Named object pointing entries
§ §
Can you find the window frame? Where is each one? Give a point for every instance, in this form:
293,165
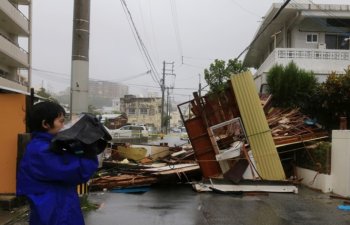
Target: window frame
312,35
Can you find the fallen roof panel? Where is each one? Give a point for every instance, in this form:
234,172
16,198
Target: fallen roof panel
265,154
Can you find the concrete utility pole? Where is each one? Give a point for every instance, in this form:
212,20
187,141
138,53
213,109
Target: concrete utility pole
163,90
162,109
80,57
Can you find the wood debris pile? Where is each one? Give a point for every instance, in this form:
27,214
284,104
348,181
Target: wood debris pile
136,165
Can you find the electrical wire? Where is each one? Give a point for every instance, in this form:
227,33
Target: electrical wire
154,73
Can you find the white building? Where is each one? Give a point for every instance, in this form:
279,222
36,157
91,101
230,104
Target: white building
315,36
15,45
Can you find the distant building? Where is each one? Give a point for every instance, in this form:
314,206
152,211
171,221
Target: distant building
14,63
14,86
140,110
114,121
314,36
107,89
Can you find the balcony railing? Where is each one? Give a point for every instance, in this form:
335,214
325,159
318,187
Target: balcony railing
327,54
17,55
317,60
19,20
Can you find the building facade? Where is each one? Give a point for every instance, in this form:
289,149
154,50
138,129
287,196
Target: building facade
15,79
139,110
107,89
15,59
314,36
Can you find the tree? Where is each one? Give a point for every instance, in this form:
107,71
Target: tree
332,100
219,73
291,86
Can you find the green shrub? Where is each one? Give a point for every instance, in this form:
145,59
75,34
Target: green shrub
290,86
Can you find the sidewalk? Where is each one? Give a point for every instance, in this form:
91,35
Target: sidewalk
14,217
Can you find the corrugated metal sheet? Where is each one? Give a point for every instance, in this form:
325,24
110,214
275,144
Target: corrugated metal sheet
259,135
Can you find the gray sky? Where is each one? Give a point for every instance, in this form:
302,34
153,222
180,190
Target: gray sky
197,31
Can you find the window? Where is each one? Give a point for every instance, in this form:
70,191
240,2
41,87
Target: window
143,111
334,41
311,38
132,111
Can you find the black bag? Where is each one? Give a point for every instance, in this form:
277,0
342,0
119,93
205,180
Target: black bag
86,137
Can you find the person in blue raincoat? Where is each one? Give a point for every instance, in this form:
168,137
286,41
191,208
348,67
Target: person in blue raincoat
49,180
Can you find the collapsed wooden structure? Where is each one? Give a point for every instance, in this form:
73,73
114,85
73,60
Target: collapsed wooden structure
215,123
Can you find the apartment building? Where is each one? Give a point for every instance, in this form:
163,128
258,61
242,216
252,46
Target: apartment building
107,89
314,36
141,110
15,76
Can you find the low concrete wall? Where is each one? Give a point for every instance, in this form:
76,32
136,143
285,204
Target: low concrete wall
341,162
313,179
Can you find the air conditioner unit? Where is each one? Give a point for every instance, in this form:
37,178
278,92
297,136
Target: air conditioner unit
321,45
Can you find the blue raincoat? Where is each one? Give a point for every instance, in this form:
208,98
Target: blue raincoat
50,180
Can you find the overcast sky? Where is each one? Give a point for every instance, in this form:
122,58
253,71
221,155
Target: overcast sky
190,33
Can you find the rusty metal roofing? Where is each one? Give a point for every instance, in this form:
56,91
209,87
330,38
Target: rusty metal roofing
265,154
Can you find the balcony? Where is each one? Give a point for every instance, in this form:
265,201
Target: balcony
320,61
21,2
12,55
16,86
12,20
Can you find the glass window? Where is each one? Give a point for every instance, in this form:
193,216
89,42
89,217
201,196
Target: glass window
312,38
143,111
132,111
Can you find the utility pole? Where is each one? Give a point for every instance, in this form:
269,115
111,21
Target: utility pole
200,85
162,109
167,110
170,72
80,58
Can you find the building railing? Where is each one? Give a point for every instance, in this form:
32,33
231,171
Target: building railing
15,14
281,54
326,54
13,51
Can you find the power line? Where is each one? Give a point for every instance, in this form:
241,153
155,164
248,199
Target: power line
154,72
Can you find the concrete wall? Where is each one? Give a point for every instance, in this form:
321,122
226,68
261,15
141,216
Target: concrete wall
341,162
313,179
12,123
339,180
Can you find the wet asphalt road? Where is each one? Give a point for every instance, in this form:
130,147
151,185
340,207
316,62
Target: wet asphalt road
§ §
All entries must be written out again exactly as given, with no pictures in the copy.

■ Output for this task:
Can you find the window frame? Where is each one? Give a point for every instance, in this form:
293,165
Target: window frame
312,35
Can you find the fallen roof panel? Where is each one? Give a point for every instance, in this form:
234,172
16,198
Target: fallen roof panel
265,154
Can you find the concrete utility pole? Where is each one? Give a point for every instance, in this form:
212,20
187,141
138,53
213,109
Target: concrete utility pole
163,90
162,109
80,57
Can you find the wood debris pile? Where is each one? Give a point for every instance, in this form:
27,214
284,104
348,181
Target: wood debris pile
136,165
Can you find the electrical wire? Where is each one? Give a point for every instance, in this form:
227,33
Target: electrical wire
154,73
Can you find the white building? Where is each one? Give a point for every instance, in this form:
279,222
36,157
91,101
230,104
Target: white building
315,36
15,45
Can you find the distant building? Where is each one? Give a point for every instance, in this form:
314,206
152,211
171,221
Target: distant building
14,63
14,86
140,110
114,121
314,36
107,89
Can you find the balcony railing? Where is each one? Give a point for every instance, in this form:
335,214
325,159
318,187
Target: balcony railing
327,54
17,55
317,60
19,20
Can you find the building facade? Where is each one? Give a point for every instance, in this form:
289,149
154,50
138,129
287,196
Target: building facade
15,79
139,110
107,89
15,59
314,36
Can you find the tree? Where is each one? Give a point for every instance, in this form:
107,71
Target: tree
332,100
219,73
291,86
Can you find the green shrub? Where is each one? Give a point for every instance, in this form:
145,59
75,34
Target: green shrub
290,86
Can you find the sidewalk? Where is each one? Give a point for every instance, in this form:
91,35
Target: sidewalk
14,217
Can you find the corrugated metal sheet? Where is each one? Give a point for every instance, in this form:
325,24
110,214
275,144
Target: corrugated metal sheet
259,135
Can you find the gray sky? Where is each one? Give a point for every instance, in this form:
302,34
153,222
180,190
Target: gray sky
197,31
Can you find the window? Where is each one? Give a point for every instance, in this form:
70,191
240,2
41,87
Target: window
143,111
334,41
311,38
132,111
Can you find the black bag? Where is each one? Give a point for every instance, in this form:
277,0
342,0
119,93
205,180
Target: black bag
86,137
Can you find the person in blue raincoat? Where is each one? Give a point for every instance, in this form:
168,137
286,41
191,208
348,67
Target: person in blue raincoat
49,180
Can you find the collapsed wooden structure? Where is each one? Give a point for every instance, in this form:
73,73
114,85
73,60
Target: collapsed wooden structure
215,123
Can you find the apartment building? Where is each one? Give a point for every instance, in this form:
163,128
258,61
242,216
252,46
Target: apartment building
107,89
314,36
141,110
15,76
Can you find the low concrete wall? Where is each one? Give a point for every instance, in this form:
76,32
136,143
285,204
Target: low concrete wall
341,162
313,179
Can you find the air conditioner unit? Where is each one? Give a point for every instance, in this form:
37,178
278,92
297,136
Target: air conditioner unit
321,45
Can you find the blue raincoat? Where is each one? Give a point for every instance, in this form:
208,98
Target: blue raincoat
50,180
Can you find the overcast sky? Where is each one? Give a point for every instance, in this form:
122,58
253,71
221,155
Target: overcast sky
190,33
Can you find the rusty metal roofing? Where is each one? Give a point for every instance, in this form:
56,91
209,87
330,38
Target: rusty metal roofing
265,154
Can you find the balcony? Where is each one? Give a point for every instance, in this form:
265,201
Target: balcony
320,61
21,2
12,55
16,86
12,20
Can you find the glass window? Where is each one? Give a point for every instance, in this form:
193,216
89,42
89,217
201,196
Target: glass window
312,38
143,111
132,111
Can you find the utility pole? Where is each one? Give a point for every instance, in this form:
269,115
111,21
Target: utility pole
200,85
162,109
167,110
170,72
80,58
Can you find the building railing? Where is each one? Give a point for every instance, in this form:
32,33
231,171
Target: building railing
15,14
281,54
326,54
13,51
Can you find the power line? Where is each one? Give a point for every instance, in this form:
241,153
155,164
248,199
Target: power line
154,72
Can you find the concrete wall? Where is each one? Give a point for every instance, in this form:
321,122
226,68
261,15
141,216
Target: concrete wall
341,162
313,179
12,123
339,180
Can you find the wet asphalt road? Where is each one? Give a point for every instance, in this form:
130,147
151,185
340,207
316,62
Target: wet asphalt road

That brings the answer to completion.